======== Records for the exercise ========

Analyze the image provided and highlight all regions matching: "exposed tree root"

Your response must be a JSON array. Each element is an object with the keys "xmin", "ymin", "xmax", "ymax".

========
======== Records for the exercise ========

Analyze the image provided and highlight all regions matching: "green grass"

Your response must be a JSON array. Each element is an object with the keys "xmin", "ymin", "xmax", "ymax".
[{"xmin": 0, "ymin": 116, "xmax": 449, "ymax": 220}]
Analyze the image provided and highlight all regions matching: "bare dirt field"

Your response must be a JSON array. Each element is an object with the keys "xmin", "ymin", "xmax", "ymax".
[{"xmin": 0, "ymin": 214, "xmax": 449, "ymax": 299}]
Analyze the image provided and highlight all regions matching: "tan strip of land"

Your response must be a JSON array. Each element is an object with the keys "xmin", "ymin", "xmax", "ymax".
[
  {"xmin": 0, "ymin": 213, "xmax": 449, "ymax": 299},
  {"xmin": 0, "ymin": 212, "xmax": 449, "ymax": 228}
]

========

▶ **Your instructions**
Filter the rows above and copy out every line that contains the word "Analyze".

▶ **The answer**
Analyze the image provided and highlight all regions matching: "exposed tree root"
Analyze the image provided and highlight all regions matching: "green grass"
Analyze the image provided and highlight all regions matching: "bare dirt field"
Analyze the image provided and highlight all regions matching: "tan strip of land"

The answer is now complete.